§ Task brief:
Below is some material; set it all down exactly, apart from the pictures.

[Collected data entries]
--------------------------------

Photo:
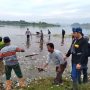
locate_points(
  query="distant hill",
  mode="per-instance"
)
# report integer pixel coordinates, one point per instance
(76, 25)
(24, 23)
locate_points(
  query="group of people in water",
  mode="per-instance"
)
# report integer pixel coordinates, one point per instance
(79, 60)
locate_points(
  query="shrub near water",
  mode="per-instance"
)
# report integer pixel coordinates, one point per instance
(46, 84)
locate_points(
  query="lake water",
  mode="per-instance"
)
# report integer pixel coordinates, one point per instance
(20, 30)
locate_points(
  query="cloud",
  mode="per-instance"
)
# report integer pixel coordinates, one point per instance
(48, 10)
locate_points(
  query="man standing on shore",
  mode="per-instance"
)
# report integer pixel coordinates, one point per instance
(57, 57)
(28, 34)
(8, 54)
(49, 34)
(79, 51)
(63, 35)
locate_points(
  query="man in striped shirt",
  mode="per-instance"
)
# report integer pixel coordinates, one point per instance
(8, 54)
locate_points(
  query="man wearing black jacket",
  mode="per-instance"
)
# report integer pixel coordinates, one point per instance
(78, 49)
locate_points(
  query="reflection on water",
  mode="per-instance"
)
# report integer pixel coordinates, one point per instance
(17, 30)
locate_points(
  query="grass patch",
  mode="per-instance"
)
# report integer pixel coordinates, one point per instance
(46, 84)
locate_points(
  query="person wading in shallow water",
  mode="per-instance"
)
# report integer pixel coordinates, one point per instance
(57, 57)
(8, 54)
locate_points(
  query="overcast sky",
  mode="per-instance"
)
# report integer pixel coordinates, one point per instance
(52, 11)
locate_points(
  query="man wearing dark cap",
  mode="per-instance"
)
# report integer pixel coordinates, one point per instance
(8, 54)
(79, 51)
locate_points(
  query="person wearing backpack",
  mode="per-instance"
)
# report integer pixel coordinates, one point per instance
(78, 49)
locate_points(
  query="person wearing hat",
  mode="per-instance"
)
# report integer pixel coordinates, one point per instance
(78, 50)
(8, 54)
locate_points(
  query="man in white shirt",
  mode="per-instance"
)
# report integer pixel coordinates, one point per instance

--------------------------------

§ Result of this task:
Photo:
locate_points(
  query="distant hill",
  mode="per-instance"
)
# report integer pixel coordinates, one point per instance
(76, 25)
(24, 23)
locate_points(
  query="group of people in water",
  mode="per-instance"
)
# report integer pixel coordinates, one point per instance
(79, 60)
locate_points(
  query="shrub near water",
  mode="per-instance"
)
# report integer pixel coordinates, one point per instance
(46, 84)
locate_points(
  query="lake water",
  mode="per-instance"
)
# report integer pixel coordinates, one point per instance
(20, 30)
locate_points(
  query="cloud",
  mode="per-instance"
)
# report integer pixel coordinates, one point per instance
(48, 10)
locate_points(
  query="man standing on shore",
  mode="per-instance"
)
# report integer pixel coordinates, one point per instance
(57, 57)
(28, 34)
(8, 54)
(49, 34)
(79, 51)
(63, 35)
locate_points(
  query="man in striped shirt",
  mode="per-instance"
)
# report integer pixel coordinates, one point per instance
(8, 54)
locate_points(
  query="man wearing black jacket",
  mode="per-instance"
)
# report integer pixel coordinates, one point per instance
(78, 49)
locate_points(
  query="reflection on water",
  mode="per-instance"
)
# report integer pixel coordinates, one point per instance
(17, 30)
locate_points(
  query="grass patch",
  mode="per-instance"
)
# report integer pixel coordinates, one point per instance
(46, 84)
locate_points(
  query="person wading in shallow water",
  mode="per-instance"
)
# report integer pixel coordinates, one point per instance
(57, 57)
(8, 54)
locate_points(
  query="overcast sky",
  mode="per-instance"
)
# report integer pixel coordinates, one point per instance
(52, 11)
locate_points(
  query="man wearing dark cap",
  mode="per-instance"
)
# report integer pixel coordinates, one point per instance
(8, 54)
(79, 51)
locate_points(
  query="person wearing backpack",
  mode="per-instance"
)
# report integer pixel coordinates, one point per instance
(78, 49)
locate_points(
  query="person wearing hat",
  mode="per-instance"
)
# report integer pixel coordinates, one point per instance
(78, 50)
(8, 54)
locate_points(
  query="man in white shirt",
  mode="per-instance"
)
# report integer pixel coordinates, one point per instance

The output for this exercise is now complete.